• [Aim]
Reproduce word for word the lines of the material from the one containing "In this photo, each instance of the scratched" through the one containing "In this photo, each instance of the boy's", both included.

Source data
----------

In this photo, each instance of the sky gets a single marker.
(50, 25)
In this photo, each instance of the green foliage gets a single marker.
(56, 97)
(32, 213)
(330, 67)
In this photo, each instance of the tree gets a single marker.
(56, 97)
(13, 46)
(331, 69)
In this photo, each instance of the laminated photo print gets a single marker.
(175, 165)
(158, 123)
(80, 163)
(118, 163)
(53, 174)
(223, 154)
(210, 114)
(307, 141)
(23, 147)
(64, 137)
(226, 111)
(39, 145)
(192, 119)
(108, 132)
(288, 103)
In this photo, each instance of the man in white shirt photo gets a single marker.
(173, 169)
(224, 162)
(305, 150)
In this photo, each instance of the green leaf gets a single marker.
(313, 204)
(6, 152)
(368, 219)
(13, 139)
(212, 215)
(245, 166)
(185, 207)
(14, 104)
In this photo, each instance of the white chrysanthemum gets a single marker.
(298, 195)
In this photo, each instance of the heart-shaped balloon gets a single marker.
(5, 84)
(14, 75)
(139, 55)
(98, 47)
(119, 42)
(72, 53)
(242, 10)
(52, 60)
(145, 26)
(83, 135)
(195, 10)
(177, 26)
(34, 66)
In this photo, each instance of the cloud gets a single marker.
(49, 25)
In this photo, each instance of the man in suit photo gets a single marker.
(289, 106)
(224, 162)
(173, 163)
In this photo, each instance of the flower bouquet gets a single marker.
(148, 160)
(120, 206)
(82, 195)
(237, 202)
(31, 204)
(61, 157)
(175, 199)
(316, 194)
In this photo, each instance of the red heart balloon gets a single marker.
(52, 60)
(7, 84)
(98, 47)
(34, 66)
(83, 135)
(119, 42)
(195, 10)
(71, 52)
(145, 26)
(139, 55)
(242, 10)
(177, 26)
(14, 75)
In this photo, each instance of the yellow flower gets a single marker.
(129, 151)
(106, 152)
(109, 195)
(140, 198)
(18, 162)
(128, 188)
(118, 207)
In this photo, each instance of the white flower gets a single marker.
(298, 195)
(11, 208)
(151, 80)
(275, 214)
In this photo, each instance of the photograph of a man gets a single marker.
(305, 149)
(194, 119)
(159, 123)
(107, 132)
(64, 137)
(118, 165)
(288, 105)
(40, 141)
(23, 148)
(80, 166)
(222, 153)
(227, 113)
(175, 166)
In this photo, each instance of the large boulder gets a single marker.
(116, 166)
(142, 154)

----------

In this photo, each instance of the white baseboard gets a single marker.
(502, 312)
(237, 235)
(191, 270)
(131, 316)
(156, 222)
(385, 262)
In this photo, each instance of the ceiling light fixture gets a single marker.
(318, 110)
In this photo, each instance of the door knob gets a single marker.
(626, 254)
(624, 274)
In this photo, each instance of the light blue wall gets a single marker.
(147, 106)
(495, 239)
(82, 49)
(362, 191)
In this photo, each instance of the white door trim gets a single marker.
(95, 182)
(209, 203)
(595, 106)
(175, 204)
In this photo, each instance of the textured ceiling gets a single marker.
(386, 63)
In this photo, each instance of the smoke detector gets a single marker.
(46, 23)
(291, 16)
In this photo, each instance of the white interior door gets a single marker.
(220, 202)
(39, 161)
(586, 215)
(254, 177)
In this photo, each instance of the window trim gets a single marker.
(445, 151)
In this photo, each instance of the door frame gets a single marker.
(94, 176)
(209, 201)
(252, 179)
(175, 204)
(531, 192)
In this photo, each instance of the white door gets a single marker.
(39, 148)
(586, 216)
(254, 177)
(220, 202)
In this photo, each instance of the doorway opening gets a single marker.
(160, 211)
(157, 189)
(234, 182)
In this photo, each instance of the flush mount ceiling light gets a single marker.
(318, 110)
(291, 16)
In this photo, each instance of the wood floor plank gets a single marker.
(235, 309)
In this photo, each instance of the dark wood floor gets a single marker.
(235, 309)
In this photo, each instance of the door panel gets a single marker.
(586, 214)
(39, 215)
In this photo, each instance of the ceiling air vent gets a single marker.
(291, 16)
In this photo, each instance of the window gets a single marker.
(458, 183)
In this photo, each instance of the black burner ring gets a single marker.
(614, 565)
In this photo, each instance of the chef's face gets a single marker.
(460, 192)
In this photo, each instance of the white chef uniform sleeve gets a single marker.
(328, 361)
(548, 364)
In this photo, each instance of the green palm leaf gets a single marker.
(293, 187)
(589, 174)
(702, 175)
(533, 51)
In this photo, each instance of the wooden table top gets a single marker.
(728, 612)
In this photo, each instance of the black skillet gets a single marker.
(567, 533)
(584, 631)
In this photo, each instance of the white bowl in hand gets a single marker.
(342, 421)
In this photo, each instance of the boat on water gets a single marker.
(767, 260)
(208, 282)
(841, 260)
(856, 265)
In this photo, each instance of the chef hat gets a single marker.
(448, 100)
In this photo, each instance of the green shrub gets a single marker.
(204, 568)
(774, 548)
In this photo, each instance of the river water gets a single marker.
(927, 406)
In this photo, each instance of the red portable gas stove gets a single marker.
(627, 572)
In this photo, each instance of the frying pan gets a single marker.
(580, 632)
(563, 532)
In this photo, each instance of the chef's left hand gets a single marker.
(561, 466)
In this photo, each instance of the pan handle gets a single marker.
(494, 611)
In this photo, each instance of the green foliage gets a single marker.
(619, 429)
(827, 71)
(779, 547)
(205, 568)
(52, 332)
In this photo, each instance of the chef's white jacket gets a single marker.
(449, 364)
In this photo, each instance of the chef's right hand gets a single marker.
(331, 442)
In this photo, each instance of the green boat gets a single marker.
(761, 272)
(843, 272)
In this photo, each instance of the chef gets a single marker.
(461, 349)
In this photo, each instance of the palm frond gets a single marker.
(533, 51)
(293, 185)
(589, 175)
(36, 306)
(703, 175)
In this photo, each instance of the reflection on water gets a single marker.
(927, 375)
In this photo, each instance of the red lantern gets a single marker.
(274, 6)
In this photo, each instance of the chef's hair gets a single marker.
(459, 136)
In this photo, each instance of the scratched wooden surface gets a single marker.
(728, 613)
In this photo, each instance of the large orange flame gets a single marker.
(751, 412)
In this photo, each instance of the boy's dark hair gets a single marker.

----------

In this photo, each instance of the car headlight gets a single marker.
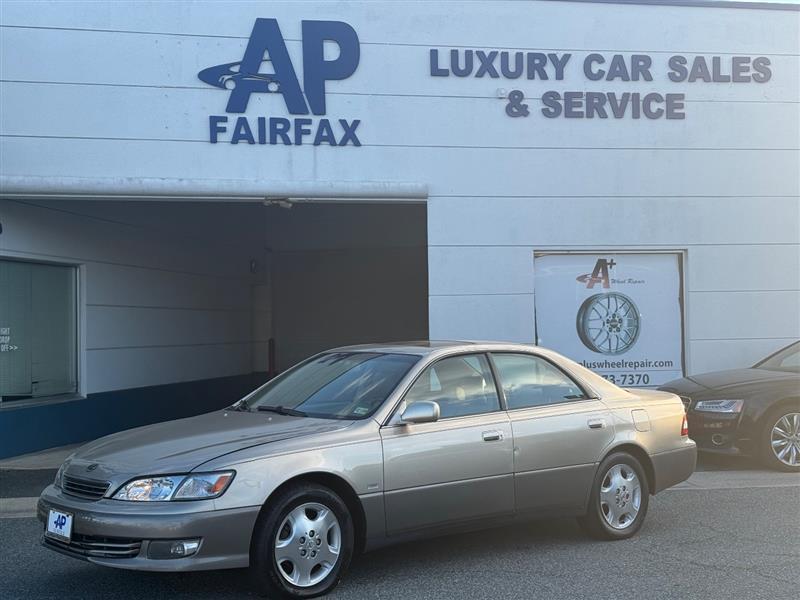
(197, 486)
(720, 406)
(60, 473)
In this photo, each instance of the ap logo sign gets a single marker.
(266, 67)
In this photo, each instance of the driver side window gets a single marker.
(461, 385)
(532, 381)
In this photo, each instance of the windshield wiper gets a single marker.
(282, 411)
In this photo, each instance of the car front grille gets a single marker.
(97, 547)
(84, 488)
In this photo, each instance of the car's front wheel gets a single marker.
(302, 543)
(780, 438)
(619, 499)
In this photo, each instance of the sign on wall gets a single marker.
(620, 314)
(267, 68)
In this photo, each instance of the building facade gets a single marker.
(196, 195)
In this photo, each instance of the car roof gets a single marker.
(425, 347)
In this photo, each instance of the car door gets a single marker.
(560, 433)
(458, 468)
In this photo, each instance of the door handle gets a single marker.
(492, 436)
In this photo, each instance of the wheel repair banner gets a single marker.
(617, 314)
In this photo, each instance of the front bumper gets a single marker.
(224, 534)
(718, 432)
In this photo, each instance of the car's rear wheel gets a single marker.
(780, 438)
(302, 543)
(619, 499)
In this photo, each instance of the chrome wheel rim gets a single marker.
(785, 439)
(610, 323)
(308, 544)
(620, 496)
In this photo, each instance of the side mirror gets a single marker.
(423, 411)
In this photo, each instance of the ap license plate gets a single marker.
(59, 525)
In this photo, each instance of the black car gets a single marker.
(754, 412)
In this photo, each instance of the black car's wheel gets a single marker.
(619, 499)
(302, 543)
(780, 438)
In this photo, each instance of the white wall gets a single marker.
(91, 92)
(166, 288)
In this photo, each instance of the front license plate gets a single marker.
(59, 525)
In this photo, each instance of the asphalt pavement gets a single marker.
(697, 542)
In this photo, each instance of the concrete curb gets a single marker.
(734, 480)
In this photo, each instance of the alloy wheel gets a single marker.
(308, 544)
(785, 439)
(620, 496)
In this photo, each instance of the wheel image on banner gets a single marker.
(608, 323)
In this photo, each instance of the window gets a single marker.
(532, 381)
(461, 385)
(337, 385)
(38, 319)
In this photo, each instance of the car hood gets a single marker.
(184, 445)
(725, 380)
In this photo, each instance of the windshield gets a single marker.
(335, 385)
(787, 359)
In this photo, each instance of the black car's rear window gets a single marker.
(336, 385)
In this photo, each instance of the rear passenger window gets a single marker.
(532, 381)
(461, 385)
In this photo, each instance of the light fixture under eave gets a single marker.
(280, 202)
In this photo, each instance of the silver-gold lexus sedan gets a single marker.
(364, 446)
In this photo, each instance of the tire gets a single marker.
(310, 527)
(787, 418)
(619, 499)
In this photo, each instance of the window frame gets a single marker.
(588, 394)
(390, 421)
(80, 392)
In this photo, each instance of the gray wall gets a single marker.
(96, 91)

----------

• [Completed exercise]
In this photo, each instance of the scratched wooden surface gets a single marker.
(728, 613)
In this photo, each instance of the large orange flame gets a single marker.
(751, 412)
In this photo, each instance of the boy's dark hair gets a single marker.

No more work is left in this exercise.